(Provided text begins)

PLAINVILLE - Mike Hall, a veteran and cancer survivor, had an extra pair of hands to help him around the house Saturday.
Actually, there were 45 pairs of hands. They painted his home. They installed a walk-in shower, new floor and grab bars in his bathroom. They did yard work. They even replaced the shingles on his garage roof.
House of Heroes Connecticut and Plainville Rotary organized the volunteering effort, which included volunteers from the rotary, House of Heroes, the Hon. W. Patrick Donlin Assembly 2459 of the New Haven Knights of Columbus, the Plainville VFW and the Plainville High School football team.
Mission BBQ supplied those volunteers with free lunches.
Rotary President Stacy Buden said this is the second year that the club has worked with House of Heroes to help a veteran.
“Our motto is ‘Service above self,’ ” Buden said.
Volunteers, no matter where they were from, embodied that motto Saturday as they raked, painted and cleaned up.

(Provided text ends)

Your assignment:
In the article about Mike Hall's home, who supplied the volunteers with free lunches? None of the data has any connection to the article about Mike Hall's home.

(Input data begins)

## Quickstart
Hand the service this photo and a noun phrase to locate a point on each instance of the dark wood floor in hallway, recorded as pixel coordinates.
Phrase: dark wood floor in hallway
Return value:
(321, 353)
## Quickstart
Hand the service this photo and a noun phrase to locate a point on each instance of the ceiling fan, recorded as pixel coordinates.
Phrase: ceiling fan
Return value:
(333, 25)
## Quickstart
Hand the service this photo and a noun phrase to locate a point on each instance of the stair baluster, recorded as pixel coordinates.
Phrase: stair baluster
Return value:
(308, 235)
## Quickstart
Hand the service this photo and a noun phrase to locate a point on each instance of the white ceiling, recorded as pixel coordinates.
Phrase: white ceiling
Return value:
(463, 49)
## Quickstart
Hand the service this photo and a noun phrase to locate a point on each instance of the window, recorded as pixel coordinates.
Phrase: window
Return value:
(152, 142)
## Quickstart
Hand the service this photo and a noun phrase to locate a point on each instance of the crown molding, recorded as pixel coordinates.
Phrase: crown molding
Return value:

(Input data ends)
(Input data begins)

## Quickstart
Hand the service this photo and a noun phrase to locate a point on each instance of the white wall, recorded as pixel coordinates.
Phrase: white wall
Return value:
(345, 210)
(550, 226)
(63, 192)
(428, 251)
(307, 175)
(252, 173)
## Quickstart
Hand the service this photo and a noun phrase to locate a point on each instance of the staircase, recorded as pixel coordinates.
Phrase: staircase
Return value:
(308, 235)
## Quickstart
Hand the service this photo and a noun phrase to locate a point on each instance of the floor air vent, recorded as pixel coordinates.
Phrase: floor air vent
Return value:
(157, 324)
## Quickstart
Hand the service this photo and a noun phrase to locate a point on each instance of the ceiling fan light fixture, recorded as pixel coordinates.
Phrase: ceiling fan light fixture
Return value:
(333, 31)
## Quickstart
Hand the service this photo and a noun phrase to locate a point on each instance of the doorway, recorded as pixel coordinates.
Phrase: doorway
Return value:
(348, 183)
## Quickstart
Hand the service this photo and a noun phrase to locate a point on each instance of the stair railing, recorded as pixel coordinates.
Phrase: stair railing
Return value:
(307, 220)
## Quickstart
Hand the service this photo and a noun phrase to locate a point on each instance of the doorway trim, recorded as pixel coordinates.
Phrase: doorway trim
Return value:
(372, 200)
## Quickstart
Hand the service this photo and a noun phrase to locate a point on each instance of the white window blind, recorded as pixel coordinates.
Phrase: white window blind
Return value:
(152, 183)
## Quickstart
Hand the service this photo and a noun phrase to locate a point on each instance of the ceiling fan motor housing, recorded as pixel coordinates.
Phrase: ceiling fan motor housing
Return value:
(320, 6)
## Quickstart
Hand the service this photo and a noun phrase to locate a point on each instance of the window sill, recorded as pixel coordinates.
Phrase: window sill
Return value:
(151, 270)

(Input data ends)
(Input data begins)

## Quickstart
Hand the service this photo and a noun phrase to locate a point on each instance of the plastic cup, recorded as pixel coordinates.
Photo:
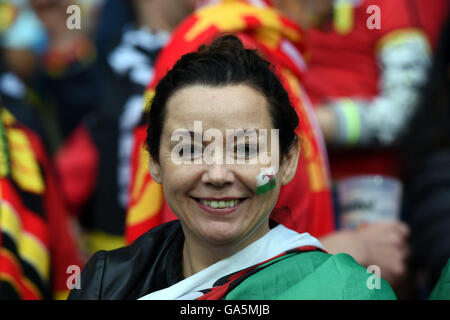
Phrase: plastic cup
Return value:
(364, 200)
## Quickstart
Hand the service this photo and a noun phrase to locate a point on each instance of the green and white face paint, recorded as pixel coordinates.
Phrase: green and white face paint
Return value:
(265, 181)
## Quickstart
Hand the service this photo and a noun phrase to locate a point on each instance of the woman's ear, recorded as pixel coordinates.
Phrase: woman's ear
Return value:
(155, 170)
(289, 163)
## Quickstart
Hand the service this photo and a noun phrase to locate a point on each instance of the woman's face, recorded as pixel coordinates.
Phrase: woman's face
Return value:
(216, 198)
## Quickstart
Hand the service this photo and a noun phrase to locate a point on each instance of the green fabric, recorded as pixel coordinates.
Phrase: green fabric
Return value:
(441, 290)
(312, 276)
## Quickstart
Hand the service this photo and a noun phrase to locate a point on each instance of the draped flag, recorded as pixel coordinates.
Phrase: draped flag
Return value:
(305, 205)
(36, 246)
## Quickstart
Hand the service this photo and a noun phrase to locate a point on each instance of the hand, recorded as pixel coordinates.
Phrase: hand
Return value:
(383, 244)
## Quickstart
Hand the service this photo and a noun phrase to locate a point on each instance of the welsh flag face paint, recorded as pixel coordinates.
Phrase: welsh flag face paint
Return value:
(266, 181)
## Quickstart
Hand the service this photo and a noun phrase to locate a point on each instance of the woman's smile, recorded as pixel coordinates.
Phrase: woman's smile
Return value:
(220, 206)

(Input data ends)

Task response:
Mission BBQ